"""

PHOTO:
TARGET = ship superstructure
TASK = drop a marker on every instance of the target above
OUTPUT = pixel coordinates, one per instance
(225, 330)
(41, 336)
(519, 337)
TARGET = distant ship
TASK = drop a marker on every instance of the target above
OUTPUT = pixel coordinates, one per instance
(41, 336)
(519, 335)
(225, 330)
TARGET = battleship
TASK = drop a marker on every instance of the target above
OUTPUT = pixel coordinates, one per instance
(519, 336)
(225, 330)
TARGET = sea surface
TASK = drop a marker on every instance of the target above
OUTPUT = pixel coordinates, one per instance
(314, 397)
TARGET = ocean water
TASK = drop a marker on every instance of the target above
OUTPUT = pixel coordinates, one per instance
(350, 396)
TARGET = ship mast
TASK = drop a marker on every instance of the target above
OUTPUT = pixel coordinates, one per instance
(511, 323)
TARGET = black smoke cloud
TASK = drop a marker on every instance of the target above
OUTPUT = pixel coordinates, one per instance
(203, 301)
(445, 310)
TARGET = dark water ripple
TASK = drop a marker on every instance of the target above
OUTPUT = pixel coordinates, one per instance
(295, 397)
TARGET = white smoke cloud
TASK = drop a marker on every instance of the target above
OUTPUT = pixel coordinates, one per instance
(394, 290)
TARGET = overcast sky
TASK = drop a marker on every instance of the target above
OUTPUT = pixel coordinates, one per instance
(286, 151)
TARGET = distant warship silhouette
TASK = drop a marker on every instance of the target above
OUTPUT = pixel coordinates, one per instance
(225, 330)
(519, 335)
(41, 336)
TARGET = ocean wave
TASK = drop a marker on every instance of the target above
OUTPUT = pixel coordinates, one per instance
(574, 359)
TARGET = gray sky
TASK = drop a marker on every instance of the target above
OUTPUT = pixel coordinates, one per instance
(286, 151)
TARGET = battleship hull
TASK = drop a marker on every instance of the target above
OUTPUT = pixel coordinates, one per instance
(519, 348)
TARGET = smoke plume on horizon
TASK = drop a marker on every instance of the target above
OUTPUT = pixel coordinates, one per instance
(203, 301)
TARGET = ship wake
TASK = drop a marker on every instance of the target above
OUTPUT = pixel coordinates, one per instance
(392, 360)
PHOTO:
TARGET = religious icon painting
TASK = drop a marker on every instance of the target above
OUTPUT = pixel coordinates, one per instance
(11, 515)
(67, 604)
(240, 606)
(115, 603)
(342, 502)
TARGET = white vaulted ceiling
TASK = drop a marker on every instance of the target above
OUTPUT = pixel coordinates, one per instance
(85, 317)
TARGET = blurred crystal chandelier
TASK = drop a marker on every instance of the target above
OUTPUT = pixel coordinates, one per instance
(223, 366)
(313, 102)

"""

Reproduce all of the material above word for word, keeping every line in its original order.

PHOTO:
TARGET = ship superstructure
TASK = drop a marker on every instance of the target above
OUTPUT = pixel coordinates, one per instance
(225, 330)
(41, 336)
(519, 337)
TARGET = distant ship
TASK = drop a marker on every instance of the target above
OUTPUT = pixel coordinates, one per instance
(41, 336)
(519, 335)
(225, 330)
TARGET = battleship
TASK = drop a marker on every instance of the target above
OUTPUT = pixel coordinates, one per instance
(519, 336)
(225, 330)
TARGET = sea surface
TASK = drop a marker on every instance of the target above
OUTPUT = pixel coordinates, one per instance
(314, 397)
TARGET = ocean water
TASK = drop a marker on every instance of the target above
OUTPUT = pixel coordinates, one per instance
(350, 396)
TARGET = ship mast
TASK = drop a marker on every instance of the target above
OUTPUT = pixel coordinates, one per instance
(511, 323)
TARGET = black smoke cloud
TASK = drop a marker on every instance of the target above
OUTPUT = pixel coordinates, one per instance
(203, 301)
(445, 310)
TARGET = dark water ripple
TASK = drop a marker on every instance of the target above
OUTPUT = pixel coordinates, one per instance
(295, 397)
TARGET = white smoke cloud
TASK = drop a marker on every instance of the target above
OUTPUT = pixel coordinates, one per instance
(394, 290)
TARGET = overcast sky
TASK = drop a marker on every instance of the target above
OUTPUT = pixel coordinates, one per instance
(286, 151)
TARGET = distant warship silhouette
TASK = drop a marker on every instance of the target above
OUTPUT = pixel coordinates, one per instance
(225, 330)
(519, 335)
(41, 336)
TARGET = ocean wave
TASK = drop a marker on every instance of the target above
OUTPUT = pixel coordinates, one per instance
(574, 359)
TARGET = gray sky
TASK = drop a marker on every instance of the target above
OUTPUT = pixel coordinates, one per instance
(286, 151)
TARGET = battleship hull
TASK = drop a marker on every instance of the target above
OUTPUT = pixel coordinates, one per instance
(519, 348)
TARGET = smoke plume on horizon
TASK = drop a marker on every instance of the target above
OUTPUT = pixel coordinates, one per instance
(203, 301)
TARGET = ship wake
TASK = drop a marker on every instance of the target above
OUTPUT = pixel coordinates, one per instance
(392, 360)
PHOTO:
TARGET = religious icon painting
TASK = drop a marker on every instance of the target above
OUTPUT = pixel coordinates, one per instance
(11, 515)
(67, 604)
(240, 606)
(115, 603)
(342, 502)
TARGET = white vaulted ceiling
TASK = drop a marker on every instance of the target above
OUTPUT = pixel coordinates, one per instance
(85, 317)
TARGET = blurred crystal chandelier
TASK = drop a marker on every instance of the target above
OUTPUT = pixel coordinates, one per instance
(223, 366)
(313, 102)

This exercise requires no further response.